CHALLENGE A
Pick out every line of the records below that contains the word "surface", and copy each of those lines. Case counts.

SELECTED PASSAGE
Do golfers rein in artistic thought?

Just indirectly, I guess.  I can do anything I want on my next project, although if the client is a golfer, he may have something to say about blind gathering bunkers.

However, if I keep designing things golfers don't enjoy, I'm not going to go far in my career.  And I would certainly say that golfers and golf architecture critics are much less forgiving of unconventional design than they were 100 years ago ... though perhaps more forgiving than they were 50 years ago.

To pull off something really unconventional, you have to make it look cool and you have to make it work well.  Some guys today are really good at this ... Mike Strantz and Gil Hanse, for two.  But even Mike doesn't put many blind bunkers into play, because it's hard to make them pass either of those two tests above.  [I've seen less of Gil's work so I can't say for him.]

I love those bunkers at St. Andrews, but only because I know where most of them are.  I do wish we had more opportunities to build courses which people were going to play hundreds of times, so we had the benefit of the doubt for golfers to decide how interesting our features were and how well they worked on the basis of more than a single trip.

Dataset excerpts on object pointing

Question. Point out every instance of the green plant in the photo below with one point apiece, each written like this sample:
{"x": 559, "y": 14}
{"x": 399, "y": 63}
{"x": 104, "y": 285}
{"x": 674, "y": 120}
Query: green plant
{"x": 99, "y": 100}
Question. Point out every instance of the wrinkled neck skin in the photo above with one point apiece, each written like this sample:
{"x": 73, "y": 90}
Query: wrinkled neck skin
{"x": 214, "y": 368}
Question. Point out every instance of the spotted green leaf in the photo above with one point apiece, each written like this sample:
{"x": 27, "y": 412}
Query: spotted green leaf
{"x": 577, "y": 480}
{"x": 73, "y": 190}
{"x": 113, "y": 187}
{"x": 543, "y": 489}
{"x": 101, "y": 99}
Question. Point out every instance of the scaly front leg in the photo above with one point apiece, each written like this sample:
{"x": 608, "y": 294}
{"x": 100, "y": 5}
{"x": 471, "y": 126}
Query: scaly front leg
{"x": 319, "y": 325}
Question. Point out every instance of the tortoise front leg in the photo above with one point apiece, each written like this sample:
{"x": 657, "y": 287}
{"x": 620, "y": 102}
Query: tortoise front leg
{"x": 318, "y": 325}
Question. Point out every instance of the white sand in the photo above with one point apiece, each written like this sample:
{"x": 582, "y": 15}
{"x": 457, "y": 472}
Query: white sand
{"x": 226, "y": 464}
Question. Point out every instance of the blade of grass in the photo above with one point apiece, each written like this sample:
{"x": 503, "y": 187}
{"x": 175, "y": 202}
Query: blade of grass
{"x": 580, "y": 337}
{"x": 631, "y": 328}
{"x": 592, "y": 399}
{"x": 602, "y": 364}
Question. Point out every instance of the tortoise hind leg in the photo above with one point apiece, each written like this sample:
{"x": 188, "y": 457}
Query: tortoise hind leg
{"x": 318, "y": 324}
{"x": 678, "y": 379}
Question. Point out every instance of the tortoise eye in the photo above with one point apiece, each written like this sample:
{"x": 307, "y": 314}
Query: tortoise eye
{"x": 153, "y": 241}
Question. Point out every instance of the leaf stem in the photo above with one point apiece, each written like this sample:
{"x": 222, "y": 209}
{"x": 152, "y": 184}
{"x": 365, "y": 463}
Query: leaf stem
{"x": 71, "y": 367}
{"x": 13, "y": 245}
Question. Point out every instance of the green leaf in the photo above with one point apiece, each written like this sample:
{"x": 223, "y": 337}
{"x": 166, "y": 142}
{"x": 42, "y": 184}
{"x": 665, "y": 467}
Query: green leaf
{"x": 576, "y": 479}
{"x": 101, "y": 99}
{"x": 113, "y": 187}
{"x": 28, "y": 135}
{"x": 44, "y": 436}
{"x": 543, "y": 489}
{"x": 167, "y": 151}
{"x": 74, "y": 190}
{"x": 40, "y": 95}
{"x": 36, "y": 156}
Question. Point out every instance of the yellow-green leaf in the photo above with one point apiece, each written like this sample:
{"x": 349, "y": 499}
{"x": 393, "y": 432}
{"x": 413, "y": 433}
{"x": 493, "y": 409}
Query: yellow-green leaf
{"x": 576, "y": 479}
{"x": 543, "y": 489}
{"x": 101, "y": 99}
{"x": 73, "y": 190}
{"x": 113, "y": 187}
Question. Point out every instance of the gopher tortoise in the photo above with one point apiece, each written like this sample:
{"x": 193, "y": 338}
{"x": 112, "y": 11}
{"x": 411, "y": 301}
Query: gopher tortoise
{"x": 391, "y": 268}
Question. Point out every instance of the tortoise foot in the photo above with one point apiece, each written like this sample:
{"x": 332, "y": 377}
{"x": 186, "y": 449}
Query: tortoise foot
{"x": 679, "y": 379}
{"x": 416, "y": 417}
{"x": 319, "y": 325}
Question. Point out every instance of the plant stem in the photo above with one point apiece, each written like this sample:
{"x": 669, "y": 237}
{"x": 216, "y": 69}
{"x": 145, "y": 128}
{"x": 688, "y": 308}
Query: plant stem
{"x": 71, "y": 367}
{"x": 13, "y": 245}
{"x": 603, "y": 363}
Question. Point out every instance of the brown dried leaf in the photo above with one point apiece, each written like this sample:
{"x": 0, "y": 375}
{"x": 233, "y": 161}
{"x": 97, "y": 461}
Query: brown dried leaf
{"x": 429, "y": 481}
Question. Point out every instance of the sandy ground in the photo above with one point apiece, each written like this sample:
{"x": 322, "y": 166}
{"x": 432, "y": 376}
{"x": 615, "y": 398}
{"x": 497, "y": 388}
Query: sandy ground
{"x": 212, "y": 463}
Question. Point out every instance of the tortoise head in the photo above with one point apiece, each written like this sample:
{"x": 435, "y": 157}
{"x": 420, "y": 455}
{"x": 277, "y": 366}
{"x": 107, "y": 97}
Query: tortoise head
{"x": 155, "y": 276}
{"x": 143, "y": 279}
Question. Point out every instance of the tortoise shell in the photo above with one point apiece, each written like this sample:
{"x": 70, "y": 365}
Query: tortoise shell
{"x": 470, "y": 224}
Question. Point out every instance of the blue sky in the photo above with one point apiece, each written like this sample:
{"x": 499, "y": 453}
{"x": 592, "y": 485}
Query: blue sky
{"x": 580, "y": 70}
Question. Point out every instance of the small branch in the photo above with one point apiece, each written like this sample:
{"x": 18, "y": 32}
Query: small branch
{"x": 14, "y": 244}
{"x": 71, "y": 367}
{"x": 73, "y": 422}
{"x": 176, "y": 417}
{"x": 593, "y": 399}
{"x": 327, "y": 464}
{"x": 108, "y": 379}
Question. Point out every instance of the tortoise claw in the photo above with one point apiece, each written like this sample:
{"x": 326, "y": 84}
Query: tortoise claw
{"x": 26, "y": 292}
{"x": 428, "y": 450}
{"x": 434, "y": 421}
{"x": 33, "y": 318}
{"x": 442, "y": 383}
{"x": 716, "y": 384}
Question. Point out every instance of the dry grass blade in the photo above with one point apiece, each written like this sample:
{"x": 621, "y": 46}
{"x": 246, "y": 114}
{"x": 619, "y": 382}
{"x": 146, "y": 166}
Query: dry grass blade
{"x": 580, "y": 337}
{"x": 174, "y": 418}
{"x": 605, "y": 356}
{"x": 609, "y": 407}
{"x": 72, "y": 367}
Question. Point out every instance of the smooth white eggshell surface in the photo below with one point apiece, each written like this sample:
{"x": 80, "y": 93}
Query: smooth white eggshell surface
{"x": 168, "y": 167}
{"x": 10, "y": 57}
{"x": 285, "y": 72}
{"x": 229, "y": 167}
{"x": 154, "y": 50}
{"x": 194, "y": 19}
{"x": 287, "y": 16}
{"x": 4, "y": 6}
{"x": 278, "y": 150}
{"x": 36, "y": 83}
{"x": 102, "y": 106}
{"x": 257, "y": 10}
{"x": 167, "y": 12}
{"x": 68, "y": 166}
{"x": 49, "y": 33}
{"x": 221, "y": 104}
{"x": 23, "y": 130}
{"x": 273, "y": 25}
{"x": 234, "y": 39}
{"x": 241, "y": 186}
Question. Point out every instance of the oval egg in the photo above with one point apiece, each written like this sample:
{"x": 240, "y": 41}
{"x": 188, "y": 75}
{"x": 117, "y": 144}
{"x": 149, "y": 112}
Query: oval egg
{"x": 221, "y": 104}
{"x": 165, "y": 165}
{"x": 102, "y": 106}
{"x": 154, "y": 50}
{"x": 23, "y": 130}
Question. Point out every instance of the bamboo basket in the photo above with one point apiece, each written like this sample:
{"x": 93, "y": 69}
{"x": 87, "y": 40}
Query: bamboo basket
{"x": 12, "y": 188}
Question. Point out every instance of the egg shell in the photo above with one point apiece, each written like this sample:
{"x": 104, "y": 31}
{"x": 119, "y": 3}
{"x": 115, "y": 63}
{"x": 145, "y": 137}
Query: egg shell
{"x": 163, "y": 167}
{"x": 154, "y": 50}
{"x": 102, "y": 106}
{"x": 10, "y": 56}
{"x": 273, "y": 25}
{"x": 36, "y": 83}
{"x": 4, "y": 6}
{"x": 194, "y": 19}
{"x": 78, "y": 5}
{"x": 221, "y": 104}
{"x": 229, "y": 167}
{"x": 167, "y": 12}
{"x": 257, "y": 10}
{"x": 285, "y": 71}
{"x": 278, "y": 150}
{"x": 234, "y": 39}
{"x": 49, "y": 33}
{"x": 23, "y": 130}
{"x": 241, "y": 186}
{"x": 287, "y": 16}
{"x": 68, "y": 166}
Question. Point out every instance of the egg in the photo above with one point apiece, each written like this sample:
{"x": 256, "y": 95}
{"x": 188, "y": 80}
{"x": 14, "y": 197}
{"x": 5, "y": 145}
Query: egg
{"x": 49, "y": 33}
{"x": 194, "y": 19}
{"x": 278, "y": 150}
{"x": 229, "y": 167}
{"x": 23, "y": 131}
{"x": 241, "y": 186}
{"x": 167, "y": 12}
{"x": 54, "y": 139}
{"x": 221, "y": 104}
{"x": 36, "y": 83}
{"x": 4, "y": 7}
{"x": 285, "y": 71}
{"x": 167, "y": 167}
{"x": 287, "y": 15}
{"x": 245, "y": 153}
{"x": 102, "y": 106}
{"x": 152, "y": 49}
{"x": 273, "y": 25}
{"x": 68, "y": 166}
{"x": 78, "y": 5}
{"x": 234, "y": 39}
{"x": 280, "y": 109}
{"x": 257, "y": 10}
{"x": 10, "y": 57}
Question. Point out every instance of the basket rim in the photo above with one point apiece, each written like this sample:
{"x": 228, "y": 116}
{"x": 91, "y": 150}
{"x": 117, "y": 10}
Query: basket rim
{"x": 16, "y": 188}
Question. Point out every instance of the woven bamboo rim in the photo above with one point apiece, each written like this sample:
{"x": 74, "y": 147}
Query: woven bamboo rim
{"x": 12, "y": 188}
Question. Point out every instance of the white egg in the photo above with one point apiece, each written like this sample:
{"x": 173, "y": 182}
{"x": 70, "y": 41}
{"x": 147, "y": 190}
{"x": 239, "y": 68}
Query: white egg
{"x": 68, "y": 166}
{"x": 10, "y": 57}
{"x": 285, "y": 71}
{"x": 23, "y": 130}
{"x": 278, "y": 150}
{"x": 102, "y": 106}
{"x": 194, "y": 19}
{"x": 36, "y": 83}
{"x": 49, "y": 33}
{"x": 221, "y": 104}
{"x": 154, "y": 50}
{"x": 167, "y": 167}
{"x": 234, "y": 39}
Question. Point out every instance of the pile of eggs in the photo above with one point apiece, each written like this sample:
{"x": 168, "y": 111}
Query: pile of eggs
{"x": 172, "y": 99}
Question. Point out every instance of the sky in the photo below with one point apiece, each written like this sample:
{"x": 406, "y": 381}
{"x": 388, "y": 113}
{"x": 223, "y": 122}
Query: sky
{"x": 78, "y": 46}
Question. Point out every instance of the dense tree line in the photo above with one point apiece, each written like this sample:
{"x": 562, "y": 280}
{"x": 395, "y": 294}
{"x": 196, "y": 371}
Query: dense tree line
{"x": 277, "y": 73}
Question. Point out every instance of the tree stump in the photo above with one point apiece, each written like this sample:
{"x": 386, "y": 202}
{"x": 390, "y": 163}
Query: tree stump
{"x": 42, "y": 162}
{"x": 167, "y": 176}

CHALLENGE B
Please repeat word for word the stretch of the golf design passage from "I love those" through "a single trip.".

WORKED ANSWER A
Question. Point out every instance of the smooth white eggshell surface in the photo below with one point apiece, each written like this sample:
Query: smooth white eggshell surface

WORKED ANSWER B
I love those bunkers at St. Andrews, but only because I know where most of them are.  I do wish we had more opportunities to build courses which people were going to play hundreds of times, so we had the benefit of the doubt for golfers to decide how interesting our features were and how well they worked on the basis of more than a single trip.